But, allow me to try.


There. I feel a little better. A little.

On Friday, we learn of a secret provincial cabinet shuffle of a 71 year-old wartime law that would allow security personnel at the G20 meeting to detain and lockup anyone who got within 5 metres of the perimeter “fence” and did not properly identify themselves. Done and done. Police willingly oblige, nabbing the unsuspecting here and there, sometimes far and away from the 5 metre line of demarcation. Upon learning about this, a sizeable chunk of the population reacts with the appropriate degree of Unmistainappallindignoustionflimflamfuckery.

Then yesterday reports emerge that, in fact, there was no such 5 metre outside the fence rule as part of the Liberal government’s tinkering with the Public Works Protection Act. According to the Canadian Press, when asked if there was an actual 5 metre zone as part of the Act, “…Chief Bill Blair smiled and said, “No, but I was trying to keep the criminals out.” This came in response to an aide for Community Safety Minister, Rick Bartolucci, insistence that “There were no extra powers granted to police for G20. As we stated repeatedly the regulation was about defining property, not police power.” Of course, when copies of the Act started making the rounds on the interwebs it was there, apparently, in black and white for all to see that, in fact, there was a 5 metre zone outside the fence.


1. The area, within the area described in Schedule 1, that is within five metres of a line drawn as follows: … blah, blah, blah, layers upon layers of lies and bullshit.

But news reports this morning inform us that, no, there never was such a law in place. The police made it up and arrested people on a whim, in a classic example of the ends justifying the means. Now most certainly, the already insanely large bill for hosting the G20 will be added to, as we’ll be paying out compensation for all sorts of illegalities carried out by security forces in order to, as the law-interpreting police chief says, “keep criminals out.”

What gives?

It would be bad enough if we could just chalk all this up to gross incompetence and massive hazy acquaintance with the facts on the part of our fearless leaders. But nobody can be that stupid or gormless in the face of such intensive public scrutiny not even a representative of the cabinet of Premier Dalton McGuinty. There is something much more sinister and responsibility defying at work here.

This is intentional muddying of the waters, a multi-leveled hot potato buck passing conducted for the sole purpose of avoiding accountability by everyone involved. A deliberate creation of a big ol’ wall of confusion so opaque in its Byzantinism that it will be near impossible to uncover even the most basic facts of who knew/did what, when. All in the hopes of people just getting fed up and walking away in disgust, demanding nothing more than to be left alone so they can enjoy their upcoming summer vacation.
_ _ _ _
### Parts of the exercise
(1) According to the G20 post, how old is the wartime law that the provincial cabinet quietly changed?
(2) Carry the G20 post forward from its final paragraph in the same voice.
The rows come from a separate source unrelated to the G20 post.
_ _ _ _
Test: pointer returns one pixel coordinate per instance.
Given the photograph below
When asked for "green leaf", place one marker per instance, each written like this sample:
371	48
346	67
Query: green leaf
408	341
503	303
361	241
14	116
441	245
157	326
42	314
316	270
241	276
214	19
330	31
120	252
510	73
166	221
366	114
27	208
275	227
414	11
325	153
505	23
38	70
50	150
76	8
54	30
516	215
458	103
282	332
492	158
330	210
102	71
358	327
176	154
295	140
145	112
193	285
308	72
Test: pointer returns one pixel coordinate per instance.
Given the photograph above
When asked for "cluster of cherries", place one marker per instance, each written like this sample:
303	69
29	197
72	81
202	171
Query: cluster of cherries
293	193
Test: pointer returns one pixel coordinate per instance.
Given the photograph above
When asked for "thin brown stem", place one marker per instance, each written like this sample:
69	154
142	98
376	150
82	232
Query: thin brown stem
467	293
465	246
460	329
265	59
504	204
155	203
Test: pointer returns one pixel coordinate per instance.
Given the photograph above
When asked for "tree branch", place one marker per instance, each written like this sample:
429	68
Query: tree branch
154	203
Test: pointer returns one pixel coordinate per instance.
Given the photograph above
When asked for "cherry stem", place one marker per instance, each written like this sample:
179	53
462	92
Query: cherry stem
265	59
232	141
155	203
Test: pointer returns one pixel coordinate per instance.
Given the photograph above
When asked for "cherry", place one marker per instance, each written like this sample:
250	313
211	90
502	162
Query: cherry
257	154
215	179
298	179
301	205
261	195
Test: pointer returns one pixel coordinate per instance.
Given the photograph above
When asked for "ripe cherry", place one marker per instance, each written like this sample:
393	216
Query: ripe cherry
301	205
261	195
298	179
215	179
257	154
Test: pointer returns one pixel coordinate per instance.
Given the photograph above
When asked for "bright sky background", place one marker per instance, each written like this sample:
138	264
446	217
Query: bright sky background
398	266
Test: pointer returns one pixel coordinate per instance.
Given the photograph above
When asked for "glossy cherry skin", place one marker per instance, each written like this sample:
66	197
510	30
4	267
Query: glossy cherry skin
_ _ _ _
### In response
(1) 71 years old.

(2)
And civic political engagement dies just a little more, replaced by a crippling cynicism that only helps perpetuate a lawlessness and indifference to democratic principles by those we elect and appoint to uphold those very things. How dare we try to suggest that the only criminals in this whole sad, sordid affair were those who threw rocks and set police cars on fire. They are property vandals. What we’re talking about here is nothing short of the theft and undermining of our fundamental rights and freedoms that are part of living in an open society. That, I think, is the much bigger, more disturbing crime.

It’s enough to make you want to yell unmistainappallindignoustionflimflamfuckery!!! over and over again until the neighbours start banging on the ceiling, telling you to shut up.

nails spittingly submitted by Cityslikr

6 thoughts on “Who’s In Charge Here? Ain’t You?

  1. My grandmother just told me how shocked she was by what happened. We’re immigrants from the Soviet Union, and she felt like within the space of a few days, Toronto became indistinguishable from her old home.

  2. So what are you going to do about it? If there are no consequences, it’ll happen again and again…probably worse next time. What will you do? What can you do…other than spit nails??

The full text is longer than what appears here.